## [GOAL A]
Translate this sentence from the hot cocoa poke cake recipe into Spanish: "Once baked, set it aside and allow it to cool completely."
## [GOAL B]
According to the hot cocoa poke cake recipe, how long should the marshmallow creme and water be heated at first?
## [GOAL C]
Extend the hot cocoa poke cake recipe by writing the next steps after its last instruction.

## start PAGE TEXT

This Hot Cocoa Poke Cake brings major cozy energy to your dessert table. It’s rich, chocolatey, and packed with that nostalgic hot cocoa flavor everyone loves during the colder months. With a fluffy marshmallow layer and smooth chocolate topping, this cake turns a classic boxed mix into a show-stopping treat that feels festive, indulgent, and impossible to resist.

 

Perfect for holiday gatherings, winter celebrations, or whenever you want a dessert that feels extra special without extra stress.


Ingredients

Scale
  • 1 box (15.25 oz) chocolate cake mix, plus items required on package
  • 1 jar (7 oz) marshmallow creme
  • 2 tbsp water
  • 1 jar (11.25 oz) chocolate fudge sauce
  • 1 tub (8 oz) whipped topping, thawed
  • 2 packets hot chocolate mix (about ¼ cup total)
  • 1 ½ cups mini marshmallows
  • 2 tbsp mini chocolate chips


Instructions

  1. Prepare the chocolate cake according to package instructions in a 9×13-inch baking dish. Once baked, set it aside and allow it to cool completely.
  2. Using the end of a wooden spoon or a sturdy chopstick, create evenly spaced holes across the surface of the cake, leaving about an inch of space between each one.
  3. Place the marshmallow creme and water into a microwave-safe bowl. Heat for 20 seconds, then stir until smooth and pourable. If the mixture feels too thick, heat for an additional 10 seconds and mix again.
  4. Pour the warm marshmallow mixture over the cake, spreading gently and pushing it into the holes so every bite becomes infused with creamy sweetness.

## end PAGE TEXT
## start SUPPLIED MATERIAL

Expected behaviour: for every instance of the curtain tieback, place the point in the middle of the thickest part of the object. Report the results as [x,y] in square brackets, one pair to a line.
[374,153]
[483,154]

## end SUPPLIED MATERIAL

## [FINAL RESULT A]
Una vez horneado, apártalo y déjalo enfriar por completo.

## [FINAL RESULT B]
20 seconds.

## [FINAL RESULT C]
  5. Warm the chocolate fudge sauce as instructed on the label. Pour and spread it over the entire surface of the cake, then let it cool slightly before moving on.
  6. In a separate bowl, gently combine the whipped topping with the hot chocolate mix. Fold carefully until smooth and evenly blended.
  7. Spread this chocolatey whipped layer over the cooled cake and refrigerate for at least 1 hour to allow the flavors to come together beautifully.
  8. Just before serving, sprinkle mini marshmallows and chocolate chips over the top. Slice, serve, and watch it disappear fast.

Notes

  • Keep any leftovers covered and chilled for up to 3 days.
  • Feel free to use any chocolate cake mix you love — Devil’s Food adds an extra rich flavor.
  • If baking in a glass dish, check doneness a few minutes early since glass tends to bake faster.
  • Always transfer marshmallow creme to a microwave-safe bowl before heating. Never heat it in its original container.
  • Stir the whipped topping and hot chocolate mix gently to avoid thinning the texture. Overmixing can cause it to lose its fluffiness.
  • Skip unsweetened cocoa powder here — it can make the topping overly bitter.
  • For the best texture, add marshmallows right before serving so they stay soft and fresh.